Exercise ::
Copy out exactly, from the entries that follow, the line holding "Category: graffiti on wall", the line holding "Category: truck side mirror", and all lines between them, but no pictures.

*** Input material

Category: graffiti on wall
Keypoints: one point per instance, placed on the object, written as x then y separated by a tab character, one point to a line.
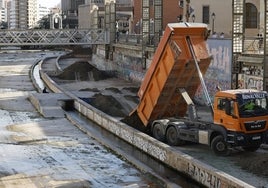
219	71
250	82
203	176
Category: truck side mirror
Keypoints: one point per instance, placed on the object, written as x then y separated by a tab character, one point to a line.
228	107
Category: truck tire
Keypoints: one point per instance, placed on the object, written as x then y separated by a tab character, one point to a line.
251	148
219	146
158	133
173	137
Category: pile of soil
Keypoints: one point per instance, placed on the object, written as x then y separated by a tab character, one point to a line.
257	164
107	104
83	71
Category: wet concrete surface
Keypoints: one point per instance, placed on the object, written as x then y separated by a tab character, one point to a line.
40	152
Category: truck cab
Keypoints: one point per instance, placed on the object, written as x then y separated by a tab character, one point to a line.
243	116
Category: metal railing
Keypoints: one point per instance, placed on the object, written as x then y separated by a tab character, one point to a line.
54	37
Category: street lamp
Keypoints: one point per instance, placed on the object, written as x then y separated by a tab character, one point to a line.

******
*** Input material

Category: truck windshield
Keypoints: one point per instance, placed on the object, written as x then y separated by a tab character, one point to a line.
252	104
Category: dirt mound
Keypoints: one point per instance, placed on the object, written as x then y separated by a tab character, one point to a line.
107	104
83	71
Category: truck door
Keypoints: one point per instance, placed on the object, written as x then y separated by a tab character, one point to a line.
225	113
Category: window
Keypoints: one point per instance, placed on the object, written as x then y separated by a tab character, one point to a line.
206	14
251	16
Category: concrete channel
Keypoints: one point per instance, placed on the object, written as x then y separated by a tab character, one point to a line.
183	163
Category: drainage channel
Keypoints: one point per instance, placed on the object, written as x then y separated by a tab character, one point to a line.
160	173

******

Your solution ::
Category: graffiti on wall
Keypoints: one point per instance, placed on the object, written as x then y separated by a tab character, one point to a line.
219	71
250	82
203	176
Category: truck side mirror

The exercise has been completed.